- **Your goal**: Across the whole listing, return each line exactly, with no images included.

★ ★ ★

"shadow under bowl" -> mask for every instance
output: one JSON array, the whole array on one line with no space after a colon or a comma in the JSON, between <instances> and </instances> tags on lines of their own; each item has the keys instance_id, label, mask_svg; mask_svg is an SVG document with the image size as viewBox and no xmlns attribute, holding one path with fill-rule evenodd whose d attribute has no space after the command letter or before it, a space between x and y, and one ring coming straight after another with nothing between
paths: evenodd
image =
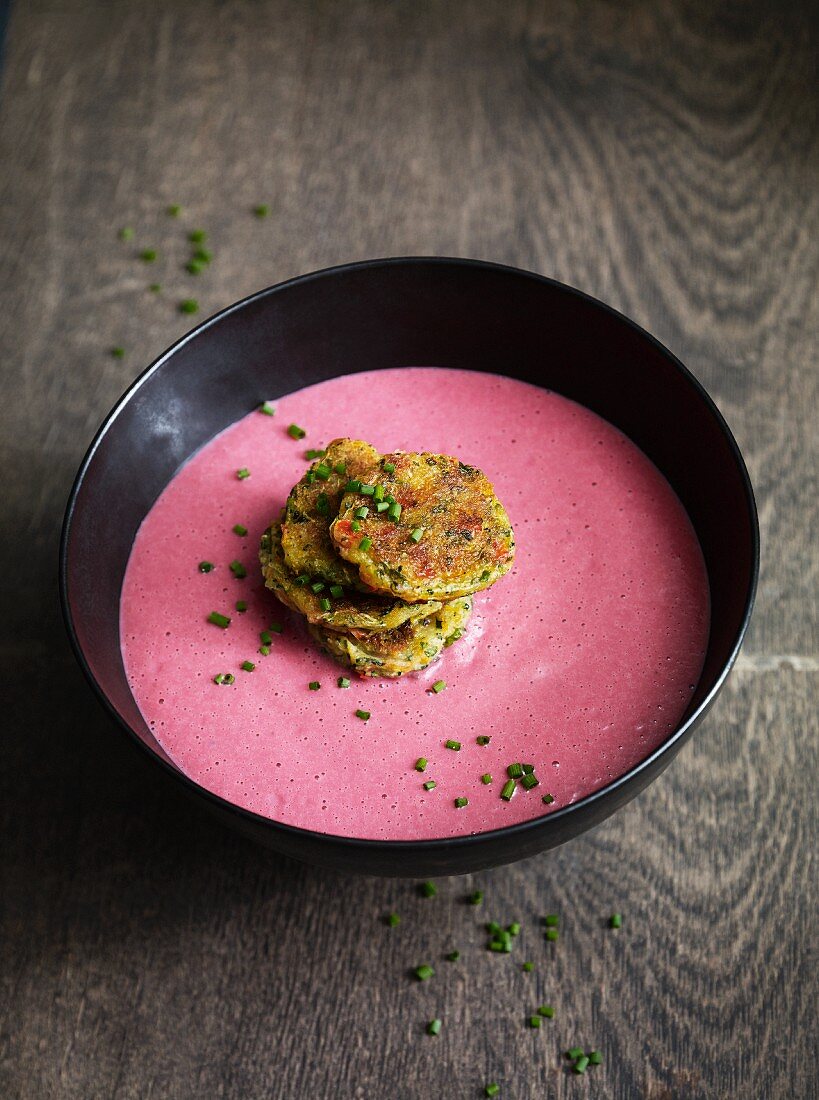
<instances>
[{"instance_id":1,"label":"shadow under bowl","mask_svg":"<svg viewBox=\"0 0 819 1100\"><path fill-rule=\"evenodd\" d=\"M341 374L407 365L506 374L554 390L619 428L685 506L711 589L711 632L675 731L603 789L540 818L441 840L357 840L272 821L183 775L129 690L119 599L140 523L179 467L258 405ZM742 456L714 403L667 349L553 280L473 260L374 260L263 290L204 322L131 386L80 466L66 511L60 589L71 642L100 699L157 766L227 824L288 856L379 875L465 874L562 844L650 783L722 687L748 625L759 530Z\"/></svg>"}]
</instances>

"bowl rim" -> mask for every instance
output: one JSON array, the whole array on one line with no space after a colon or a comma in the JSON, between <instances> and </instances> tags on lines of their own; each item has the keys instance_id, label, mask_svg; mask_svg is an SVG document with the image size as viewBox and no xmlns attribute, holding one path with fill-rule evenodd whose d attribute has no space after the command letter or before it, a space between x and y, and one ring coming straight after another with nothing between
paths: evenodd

★ ★ ★

- **Response for this exercise**:
"shadow under bowl" -> mask for every instance
output: one JSON array, the whole array on one line with no space after a colon or a comma in the JSON, between <instances> and </instances> tags on lines of their own; each item has the keys instance_id, label, mask_svg; mask_svg is an SVG document with the image size as viewBox and no xmlns attribute, holding one path with fill-rule evenodd whose d attribute has no space after the command letter or before it, a space between x and y, and one ring coming straight after another with nothing between
paths: evenodd
image =
<instances>
[{"instance_id":1,"label":"shadow under bowl","mask_svg":"<svg viewBox=\"0 0 819 1100\"><path fill-rule=\"evenodd\" d=\"M341 374L407 365L506 374L554 390L619 428L685 506L711 589L711 632L675 731L603 789L540 818L441 840L357 840L272 821L183 775L129 690L119 599L140 523L179 467L258 405ZM742 456L714 403L667 349L553 280L473 260L374 260L263 290L204 322L131 386L80 466L66 511L60 589L71 642L100 699L157 766L227 824L288 856L379 875L465 874L562 844L650 783L722 687L748 625L759 530Z\"/></svg>"}]
</instances>

"bowl rim" -> mask for every instance
output: one JSON array, the whole array on one line with no space after a colon or a comma in the JSON, between <instances> and </instances> tags on lines of their own; each item has the keys instance_id, label, mask_svg; mask_svg is an SVG document with the image size as viewBox and no xmlns attribute, holding one path with fill-rule evenodd whose d attribute has no space after the command letter or before it, a space between x and y, and one ring coming straight after another with nothing between
paths: evenodd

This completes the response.